=== ACTION ITEM ===
If a record contains a picture, leave the picture out and copy everything else exactly.

Top of EXERCISE INPUTS

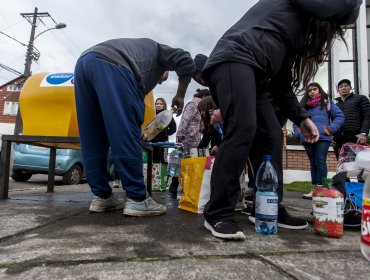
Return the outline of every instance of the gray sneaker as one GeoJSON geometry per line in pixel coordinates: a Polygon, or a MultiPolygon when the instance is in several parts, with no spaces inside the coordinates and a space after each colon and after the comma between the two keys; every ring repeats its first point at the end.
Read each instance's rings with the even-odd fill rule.
{"type": "Polygon", "coordinates": [[[123,209],[125,207],[125,203],[119,199],[117,199],[114,195],[111,195],[108,198],[100,198],[98,196],[94,196],[89,211],[91,212],[106,212],[112,210],[123,209]]]}
{"type": "Polygon", "coordinates": [[[147,195],[146,199],[140,202],[127,198],[123,215],[145,217],[162,215],[166,212],[166,206],[155,202],[153,198],[147,195]]]}

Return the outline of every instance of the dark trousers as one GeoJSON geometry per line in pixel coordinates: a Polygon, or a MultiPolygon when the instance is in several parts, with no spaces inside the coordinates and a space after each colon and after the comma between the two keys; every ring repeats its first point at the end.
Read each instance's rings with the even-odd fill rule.
{"type": "Polygon", "coordinates": [[[321,185],[322,179],[328,176],[326,157],[330,146],[330,141],[317,141],[316,143],[304,143],[311,167],[312,185],[321,185]]]}
{"type": "Polygon", "coordinates": [[[249,152],[248,178],[250,188],[256,191],[255,177],[258,168],[262,164],[263,155],[271,155],[271,163],[278,176],[279,203],[283,200],[283,131],[276,117],[271,102],[265,94],[258,95],[257,106],[257,130],[249,152]]]}
{"type": "Polygon", "coordinates": [[[140,93],[140,85],[128,69],[97,53],[78,59],[75,96],[81,153],[87,182],[100,198],[112,193],[107,172],[109,146],[126,196],[146,196],[140,140],[144,102],[140,93]]]}
{"type": "MultiPolygon", "coordinates": [[[[261,104],[268,100],[265,94],[257,94],[255,73],[246,64],[217,66],[211,73],[210,88],[212,95],[216,95],[214,99],[218,101],[225,130],[213,166],[210,200],[204,210],[205,219],[213,223],[234,220],[239,178],[257,129],[257,99],[261,104]]],[[[272,107],[264,114],[280,128],[272,107]]]]}

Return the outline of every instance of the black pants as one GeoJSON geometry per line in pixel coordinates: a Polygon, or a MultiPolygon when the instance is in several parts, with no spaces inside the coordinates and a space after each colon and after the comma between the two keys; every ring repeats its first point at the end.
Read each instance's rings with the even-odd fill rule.
{"type": "Polygon", "coordinates": [[[271,102],[266,95],[257,97],[257,130],[249,152],[249,187],[256,191],[255,177],[262,164],[263,155],[271,154],[271,162],[278,176],[279,203],[283,200],[283,142],[284,136],[271,102]]]}
{"type": "Polygon", "coordinates": [[[335,152],[335,156],[338,160],[339,158],[339,152],[340,152],[340,149],[342,148],[343,144],[345,143],[357,143],[357,137],[355,135],[335,135],[333,137],[333,141],[335,142],[335,146],[334,146],[334,152],[335,152]]]}
{"type": "Polygon", "coordinates": [[[255,73],[249,65],[223,63],[217,66],[211,73],[210,88],[212,95],[216,95],[225,130],[213,166],[210,200],[204,210],[205,219],[213,223],[234,219],[240,193],[239,178],[257,129],[257,100],[263,108],[269,108],[261,112],[264,116],[260,119],[261,126],[266,125],[264,120],[278,128],[280,125],[265,94],[257,93],[255,73]]]}

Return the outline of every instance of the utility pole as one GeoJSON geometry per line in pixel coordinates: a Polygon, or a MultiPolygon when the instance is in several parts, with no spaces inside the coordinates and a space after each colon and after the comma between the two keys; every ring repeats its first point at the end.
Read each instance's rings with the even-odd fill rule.
{"type": "MultiPolygon", "coordinates": [[[[27,21],[31,24],[30,41],[28,42],[28,45],[27,45],[26,62],[24,64],[24,71],[23,71],[23,75],[27,79],[29,76],[31,76],[32,60],[37,61],[40,57],[40,52],[37,49],[35,49],[33,46],[35,38],[38,37],[41,33],[44,33],[48,30],[65,28],[66,25],[61,24],[61,23],[56,24],[55,20],[51,17],[49,13],[38,13],[37,7],[35,7],[35,10],[33,13],[21,13],[21,16],[27,19],[27,21]],[[50,17],[55,22],[56,25],[55,27],[44,30],[43,32],[35,36],[37,20],[43,17],[50,17]]],[[[19,106],[18,106],[18,112],[17,112],[15,127],[14,127],[14,135],[19,135],[22,131],[23,131],[23,123],[22,123],[22,117],[20,114],[19,106]]]]}

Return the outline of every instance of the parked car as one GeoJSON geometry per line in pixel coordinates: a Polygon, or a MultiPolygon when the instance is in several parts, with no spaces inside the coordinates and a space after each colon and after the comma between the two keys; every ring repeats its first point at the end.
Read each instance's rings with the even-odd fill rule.
{"type": "MultiPolygon", "coordinates": [[[[14,145],[14,165],[12,178],[25,182],[32,174],[48,174],[50,149],[28,144],[14,145]]],[[[78,184],[83,177],[80,150],[57,149],[55,175],[63,177],[63,184],[78,184]]]]}

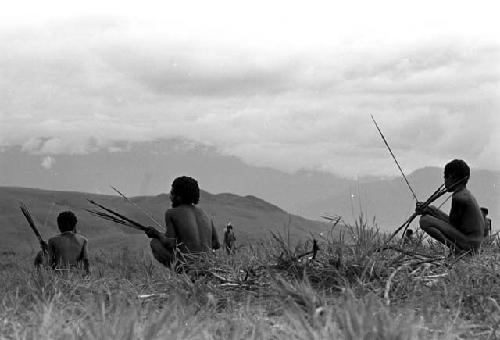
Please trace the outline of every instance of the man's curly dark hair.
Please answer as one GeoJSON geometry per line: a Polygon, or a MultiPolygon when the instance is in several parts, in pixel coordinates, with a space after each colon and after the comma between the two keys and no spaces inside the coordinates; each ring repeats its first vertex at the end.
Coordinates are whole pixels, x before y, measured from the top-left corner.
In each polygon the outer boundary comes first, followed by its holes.
{"type": "Polygon", "coordinates": [[[74,230],[77,222],[75,214],[71,211],[64,211],[57,216],[57,226],[62,233],[74,230]]]}
{"type": "Polygon", "coordinates": [[[461,159],[454,159],[444,167],[444,175],[452,176],[457,180],[464,179],[461,183],[466,184],[469,181],[470,177],[470,168],[461,159]]]}
{"type": "Polygon", "coordinates": [[[198,204],[200,201],[198,181],[192,177],[182,176],[174,179],[172,193],[179,196],[184,204],[198,204]]]}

Bottom of EXERCISE INPUTS

=== TASK RESULT ===
Return the outline of every instance of the gray sneaker as one GeoJSON geometry per line in pixel coordinates: a Polygon, or a MultiPolygon when the instance is in several parts, with no spaces inside the coordinates and a space after each colon and after the comma between the two keys; every ring repeats its first point at the end.
Read each instance's rings with the even-odd fill rule.
{"type": "Polygon", "coordinates": [[[123,209],[125,207],[125,203],[119,199],[117,199],[114,195],[111,195],[108,198],[100,198],[98,196],[94,196],[89,211],[91,212],[106,212],[112,210],[123,209]]]}
{"type": "Polygon", "coordinates": [[[147,195],[146,199],[140,202],[127,198],[123,215],[145,217],[162,215],[166,212],[166,206],[155,202],[153,198],[147,195]]]}

Return the outline of every instance of the dark trousers as one GeoJSON geometry per line in pixel coordinates: a Polygon, or a MultiPolygon when the instance is in several parts, with no spaces inside the coordinates and a space after each colon and after the comma between the two keys; every ring repeats its first point at the end.
Read each instance's rings with the even-odd fill rule.
{"type": "Polygon", "coordinates": [[[321,185],[322,179],[328,176],[326,157],[330,146],[330,141],[317,141],[316,143],[304,143],[311,167],[312,185],[321,185]]]}
{"type": "Polygon", "coordinates": [[[249,152],[248,178],[250,188],[256,191],[255,177],[258,168],[262,164],[263,155],[271,155],[271,163],[278,176],[279,203],[283,200],[283,131],[276,117],[271,102],[265,94],[258,95],[257,106],[257,130],[249,152]]]}
{"type": "Polygon", "coordinates": [[[140,93],[140,85],[128,69],[97,53],[78,59],[75,96],[81,153],[87,182],[100,198],[112,193],[107,172],[109,146],[126,196],[146,196],[140,140],[144,102],[140,93]]]}
{"type": "MultiPolygon", "coordinates": [[[[261,104],[268,100],[265,94],[257,94],[255,73],[246,64],[217,66],[211,73],[210,88],[212,95],[216,95],[214,99],[218,101],[225,130],[213,166],[210,200],[204,210],[205,219],[213,223],[234,220],[239,178],[257,129],[257,99],[261,104]]],[[[272,107],[264,114],[280,128],[272,107]]]]}

Return the outline of every instance of the black pants as one GeoJSON geometry per line in pixel coordinates: a Polygon, or a MultiPolygon when the instance is in several parts, with no spaces inside the coordinates and a space after each colon and after the comma between the two keys; every ring repeats its first point at the end.
Read each instance's rings with the even-odd fill rule.
{"type": "Polygon", "coordinates": [[[271,102],[266,95],[257,97],[257,130],[249,152],[249,187],[256,191],[255,177],[262,164],[263,155],[271,154],[271,162],[278,176],[279,203],[283,200],[283,142],[284,136],[271,102]]]}
{"type": "Polygon", "coordinates": [[[335,152],[335,156],[338,160],[339,158],[339,152],[340,152],[340,149],[342,148],[343,144],[345,143],[357,143],[357,137],[355,135],[335,135],[333,137],[333,141],[335,142],[335,146],[334,146],[334,152],[335,152]]]}
{"type": "Polygon", "coordinates": [[[255,73],[249,65],[223,63],[217,66],[211,73],[210,88],[212,95],[216,95],[225,130],[213,166],[210,200],[204,210],[205,219],[213,223],[234,219],[240,193],[239,178],[257,129],[257,100],[263,108],[269,108],[261,112],[264,116],[260,119],[261,126],[266,125],[264,120],[278,128],[280,125],[265,94],[257,93],[255,73]]]}

Return the outline of every instance of the utility pole as one GeoJSON geometry per line in pixel coordinates: a Polygon, or a MultiPolygon when the instance is in several parts, with no spaces inside the coordinates and a space after each colon and after the comma between the two keys; every ring repeats its first point at the end.
Read each instance's rings with the even-odd fill rule.
{"type": "MultiPolygon", "coordinates": [[[[27,21],[31,24],[30,41],[28,42],[28,45],[27,45],[26,62],[24,64],[24,71],[23,71],[23,75],[27,79],[29,76],[31,76],[32,60],[37,61],[40,57],[40,52],[37,49],[35,49],[33,46],[35,38],[38,37],[41,33],[44,33],[48,30],[65,28],[66,25],[61,24],[61,23],[56,24],[55,20],[51,17],[49,13],[38,13],[37,7],[35,7],[35,10],[33,13],[21,13],[21,16],[27,19],[27,21]],[[50,17],[55,22],[56,25],[55,27],[44,30],[43,32],[35,36],[37,20],[43,17],[50,17]]],[[[19,106],[18,106],[18,112],[17,112],[15,127],[14,127],[14,135],[19,135],[22,131],[23,131],[23,123],[22,123],[22,117],[20,114],[19,106]]]]}

Return the outline of every instance of the parked car as one GeoJSON geometry per line in pixel coordinates: a Polygon, or a MultiPolygon when the instance is in several parts, with no spaces inside the coordinates and a space after each colon and after the comma between the two keys; every ring repeats its first point at the end.
Read each instance's rings with the even-odd fill rule.
{"type": "MultiPolygon", "coordinates": [[[[14,145],[14,165],[12,178],[25,182],[32,174],[48,174],[50,149],[28,144],[14,145]]],[[[78,184],[83,177],[80,150],[57,149],[55,175],[63,177],[63,184],[78,184]]]]}

Please trace the outline of every instance of the man's curly dark hair.
Please answer as one GeoJSON geometry per line: a Polygon, or a MultiPolygon when the instance is in several parts, in pixel coordinates, with a space after each colon and after the comma between the two keys and no spaces inside the coordinates; each ring repeats its first vertex at the end.
Coordinates are whole pixels, x before y, measured from the top-left corner.
In each polygon the outer boundary comes first, followed by its holes.
{"type": "Polygon", "coordinates": [[[74,230],[77,222],[75,214],[71,211],[64,211],[57,216],[57,226],[62,233],[74,230]]]}
{"type": "Polygon", "coordinates": [[[461,159],[454,159],[444,167],[444,175],[452,176],[457,180],[464,179],[461,183],[466,184],[469,181],[470,177],[470,168],[461,159]]]}
{"type": "Polygon", "coordinates": [[[198,204],[200,201],[198,181],[192,177],[182,176],[174,179],[172,193],[179,196],[184,204],[198,204]]]}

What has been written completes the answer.